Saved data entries
-------
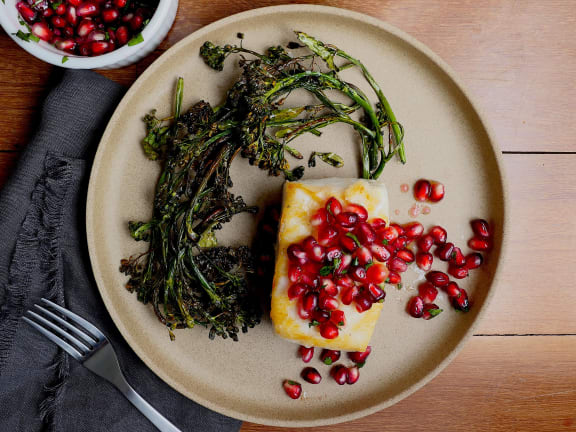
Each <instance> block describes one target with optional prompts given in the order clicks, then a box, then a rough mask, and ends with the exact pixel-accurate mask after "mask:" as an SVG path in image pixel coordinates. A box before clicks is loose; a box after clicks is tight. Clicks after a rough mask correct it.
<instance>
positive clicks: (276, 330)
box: [270, 178, 389, 351]
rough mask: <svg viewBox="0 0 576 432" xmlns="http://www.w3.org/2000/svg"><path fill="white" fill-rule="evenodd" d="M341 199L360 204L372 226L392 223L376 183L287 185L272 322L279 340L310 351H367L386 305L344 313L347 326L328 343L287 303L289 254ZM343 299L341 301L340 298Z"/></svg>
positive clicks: (282, 212)
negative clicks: (328, 204)
mask: <svg viewBox="0 0 576 432" xmlns="http://www.w3.org/2000/svg"><path fill="white" fill-rule="evenodd" d="M332 196H333V197H336V198H338V199H339V200H340V202H341V203H342V205H343V206H344V207H346V205H348V204H360V205H362V206H364V207H365V208H366V210H367V211H368V215H369V216H368V219H369V221H370V220H372V219H374V218H382V219H384V220H385V221H386V223H388V222H389V212H388V192H387V190H386V186H385V185H384V184H383V183H379V182H376V181H374V180H360V179H344V178H329V179H319V180H307V181H299V182H286V183H285V184H284V199H283V203H282V215H281V219H280V227H279V233H278V246H277V248H278V249H277V253H276V268H275V273H274V282H273V288H272V310H271V313H270V316H271V318H272V321H273V323H274V329H275V331H276V333H277V334H278V335H280V336H281V337H283V338H286V339H288V340H291V341H293V342H296V343H299V344H301V345H305V346H317V347H323V348H330V349H337V350H345V351H364V350H365V349H366V346H367V345H368V344H369V342H370V338H371V337H372V333H373V332H374V327H375V325H376V321H377V320H378V317H379V315H380V312H381V310H382V307H383V304H382V303H374V304H373V305H372V308H371V309H370V310H368V311H365V312H362V313H359V312H358V311H357V310H356V307H355V305H354V303H352V304H350V305H349V306H346V305H344V304H342V305H341V306H340V307H339V309H340V310H342V311H344V313H345V314H346V325H345V326H344V327H341V328H340V333H339V335H338V337H336V338H335V339H325V338H323V337H322V336H321V335H320V333H319V331H318V328H316V327H314V326H312V327H310V326H309V325H308V323H309V321H308V320H304V319H302V318H300V317H299V315H298V312H297V304H298V300H297V299H294V300H290V299H289V298H288V294H287V291H288V288H289V286H290V281H289V279H288V265H289V262H288V256H287V252H286V250H287V248H288V246H290V245H291V244H292V243H296V242H301V241H302V240H303V239H304V238H306V237H307V236H309V235H312V234H313V227H312V225H311V223H310V218H311V216H312V215H313V214H314V213H315V212H316V211H317V210H318V209H319V208H321V207H323V206H324V205H325V203H326V201H327V200H328V198H330V197H332ZM338 297H339V296H338Z"/></svg>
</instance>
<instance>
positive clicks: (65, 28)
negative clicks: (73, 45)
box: [63, 26, 74, 38]
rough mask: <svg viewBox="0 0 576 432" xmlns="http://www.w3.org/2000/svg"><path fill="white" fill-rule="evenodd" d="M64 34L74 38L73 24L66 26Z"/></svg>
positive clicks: (69, 36)
mask: <svg viewBox="0 0 576 432" xmlns="http://www.w3.org/2000/svg"><path fill="white" fill-rule="evenodd" d="M63 33H64V36H66V37H69V38H73V37H74V29H73V28H72V27H71V26H66V27H64V32H63Z"/></svg>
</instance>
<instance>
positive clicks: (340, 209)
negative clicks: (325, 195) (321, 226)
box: [326, 197, 342, 216]
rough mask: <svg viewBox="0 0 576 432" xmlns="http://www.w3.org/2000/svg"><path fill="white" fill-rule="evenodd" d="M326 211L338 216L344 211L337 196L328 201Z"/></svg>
mask: <svg viewBox="0 0 576 432" xmlns="http://www.w3.org/2000/svg"><path fill="white" fill-rule="evenodd" d="M326 211H327V212H328V213H329V214H331V215H333V216H338V215H339V214H340V213H341V212H342V204H340V201H338V199H337V198H334V197H331V198H329V199H328V201H327V202H326Z"/></svg>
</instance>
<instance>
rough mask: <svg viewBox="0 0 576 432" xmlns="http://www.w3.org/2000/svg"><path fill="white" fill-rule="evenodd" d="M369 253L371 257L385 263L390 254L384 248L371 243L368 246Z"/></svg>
mask: <svg viewBox="0 0 576 432" xmlns="http://www.w3.org/2000/svg"><path fill="white" fill-rule="evenodd" d="M370 251H372V255H373V256H374V258H376V259H377V260H378V261H380V262H386V261H388V260H389V259H390V252H389V251H388V249H386V248H385V247H384V246H380V245H379V244H376V243H373V244H371V245H370Z"/></svg>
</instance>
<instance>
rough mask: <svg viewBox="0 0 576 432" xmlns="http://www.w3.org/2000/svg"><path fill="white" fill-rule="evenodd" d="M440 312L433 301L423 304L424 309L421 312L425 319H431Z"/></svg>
mask: <svg viewBox="0 0 576 432" xmlns="http://www.w3.org/2000/svg"><path fill="white" fill-rule="evenodd" d="M441 313H442V309H440V308H439V307H438V305H436V304H434V303H430V304H425V305H424V311H423V312H422V318H424V319H425V320H429V319H432V318H434V317H436V316H438V315H440V314H441Z"/></svg>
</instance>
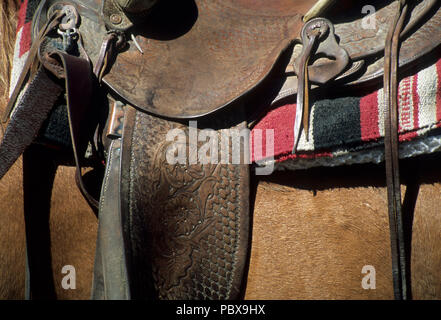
-------
__ABOUT THIS EXERCISE__: Reproduce the entries from their beginning up to and including the line with "positive clicks: (282, 212)". Leave the pictures out of your answer.

__EXPECTED ANSWER__:
Each <instance> block describes one target with optional prompts given in the order clicks, then a box, then a rough mask, and ends with the exact pixel-accurate mask after "mask:" as an SVG path in image pixel coordinates. A box before clicks is loose; a box after clicks is tight. Clicks after a rough mask correct it.
<instance>
positive clicks: (276, 330)
box: [270, 178, 389, 351]
rough mask: <svg viewBox="0 0 576 432" xmlns="http://www.w3.org/2000/svg"><path fill="white" fill-rule="evenodd" d="M341 199L360 204L372 226L392 223L376 183L287 185L272 322L279 340L310 351H367L386 305L344 313L347 326L328 343L287 303L289 254ZM343 299L341 301L340 298Z"/></svg>
positive clicks: (282, 212)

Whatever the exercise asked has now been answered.